** start Dataset entries **

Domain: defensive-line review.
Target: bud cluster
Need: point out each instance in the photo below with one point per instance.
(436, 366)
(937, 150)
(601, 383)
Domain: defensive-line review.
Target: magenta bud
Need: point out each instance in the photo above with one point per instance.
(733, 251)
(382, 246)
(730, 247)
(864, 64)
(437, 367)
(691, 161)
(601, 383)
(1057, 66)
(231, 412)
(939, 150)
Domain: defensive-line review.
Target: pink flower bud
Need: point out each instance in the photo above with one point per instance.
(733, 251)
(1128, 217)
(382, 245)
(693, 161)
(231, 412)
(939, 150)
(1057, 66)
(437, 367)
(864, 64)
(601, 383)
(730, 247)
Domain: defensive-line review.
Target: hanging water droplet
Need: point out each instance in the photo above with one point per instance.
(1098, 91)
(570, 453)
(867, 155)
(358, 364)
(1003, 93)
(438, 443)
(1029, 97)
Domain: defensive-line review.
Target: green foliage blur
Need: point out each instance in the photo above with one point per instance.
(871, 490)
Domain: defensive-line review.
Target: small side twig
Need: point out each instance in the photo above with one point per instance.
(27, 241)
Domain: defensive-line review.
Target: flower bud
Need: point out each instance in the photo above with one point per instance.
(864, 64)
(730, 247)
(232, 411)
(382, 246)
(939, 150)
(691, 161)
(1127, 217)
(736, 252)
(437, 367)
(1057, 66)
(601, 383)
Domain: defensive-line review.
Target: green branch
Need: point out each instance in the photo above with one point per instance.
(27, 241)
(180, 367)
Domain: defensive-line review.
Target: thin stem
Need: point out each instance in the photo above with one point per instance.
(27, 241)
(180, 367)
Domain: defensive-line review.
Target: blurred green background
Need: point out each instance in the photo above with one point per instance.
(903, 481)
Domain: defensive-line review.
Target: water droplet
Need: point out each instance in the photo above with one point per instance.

** end Dataset entries **

What is being asked » Word for word, restate all of the data shown above.

Response for this exercise »
Domain: defensive-line review.
Target: bud cluster
Need: point out each instance in the photo below with one point per instance.
(436, 366)
(937, 150)
(601, 383)
Domain: defensive-line review.
Target: magenta bud
Need: point out each instance in the photo above with one point per instance.
(733, 251)
(382, 246)
(730, 247)
(864, 64)
(437, 367)
(691, 161)
(601, 383)
(1057, 66)
(231, 412)
(939, 150)
Domain: defensive-line review.
Target: pink flower bud
Need: point out each instance in the photo above with one point per instance.
(733, 251)
(1128, 217)
(382, 245)
(693, 161)
(231, 412)
(939, 150)
(1057, 66)
(437, 367)
(864, 64)
(601, 383)
(730, 247)
Domain: defensive-line review.
Target: hanging water droplet
Need: point out each instance in the photo above with one point per instance.
(1098, 91)
(570, 453)
(867, 155)
(358, 364)
(1003, 93)
(438, 443)
(1029, 97)
Domain: defensive-line review.
Target: green foliage blur
Need: point out each instance in the photo above with one point per instance.
(871, 490)
Domain: defensive-line review.
Target: small side twig
Need: point out each instance in the photo above with one point per instance.
(27, 241)
Domain: defensive-line review.
Target: flower bud
Need: point out each instance in the photo above with one point per instance.
(864, 64)
(730, 247)
(232, 411)
(382, 246)
(939, 150)
(691, 161)
(1127, 217)
(736, 252)
(437, 367)
(1057, 66)
(601, 383)
Domain: defensive-line review.
Target: green branch
Need: point out each instance in the photo above with one point per instance.
(27, 241)
(180, 367)
Domain: defensive-line review.
Target: thin stem
Need: point out each instance in the photo above with one point per instance.
(27, 241)
(180, 367)
Domain: defensive-line review.
Target: blurred green background
Need: point out each instance in the photo above with one point per instance.
(903, 481)
Domain: defensive-line review.
Target: water droplet
Need: point out each instance in the photo above with one point per instance.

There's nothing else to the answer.